▸ Exercise details
Set down each entry below exactly as it stands.

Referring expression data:

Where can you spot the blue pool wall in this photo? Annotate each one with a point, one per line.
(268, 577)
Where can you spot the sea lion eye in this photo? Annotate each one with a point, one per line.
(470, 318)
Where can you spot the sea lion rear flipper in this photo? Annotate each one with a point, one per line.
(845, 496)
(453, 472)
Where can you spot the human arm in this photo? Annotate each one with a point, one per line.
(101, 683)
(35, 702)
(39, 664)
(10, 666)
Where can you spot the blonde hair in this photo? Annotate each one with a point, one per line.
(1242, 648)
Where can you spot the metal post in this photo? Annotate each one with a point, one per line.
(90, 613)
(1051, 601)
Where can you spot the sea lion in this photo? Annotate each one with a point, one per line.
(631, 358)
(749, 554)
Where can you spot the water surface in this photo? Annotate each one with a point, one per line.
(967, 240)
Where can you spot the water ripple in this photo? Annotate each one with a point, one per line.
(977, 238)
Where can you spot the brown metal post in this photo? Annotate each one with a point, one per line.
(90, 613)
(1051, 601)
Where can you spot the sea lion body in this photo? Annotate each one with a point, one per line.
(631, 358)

▸ Written answer
Where can you spot the blue pool wall in this photo? Annotate each one with a point, one per line.
(268, 577)
Where can you spot the sea lion eye in this photo? Annotate each one with a point, one per line.
(470, 318)
Where can you spot the sea lion rear flipper in this photo? Annotate each one with a point, one per line.
(845, 496)
(453, 472)
Where can you spot the human arm in this photo? Annotate each one with a point, one per line.
(101, 683)
(35, 702)
(39, 664)
(10, 666)
Where can you spot the blonde hair in this photo? Annotate each one with a point, one per line.
(1242, 648)
Where can you spot the metal post in this photo? Annotate each one with a point, one per line.
(90, 613)
(1051, 601)
Where can you spot the sea lion in this photo? Annotate each one with a point, one per line.
(631, 358)
(749, 554)
Where can you spot the water surface in this photo? Annotate each one with a point, one per line.
(967, 240)
Where can you spot the water ripple in this photo? Annotate each one with a point, one per line.
(977, 238)
Where can you spot the brown metal post in this photo? Annotate each one with a point, one per line.
(90, 613)
(1051, 601)
Where can you spot the sea lion body in this photo? Annotate each one with a point, one per line.
(631, 358)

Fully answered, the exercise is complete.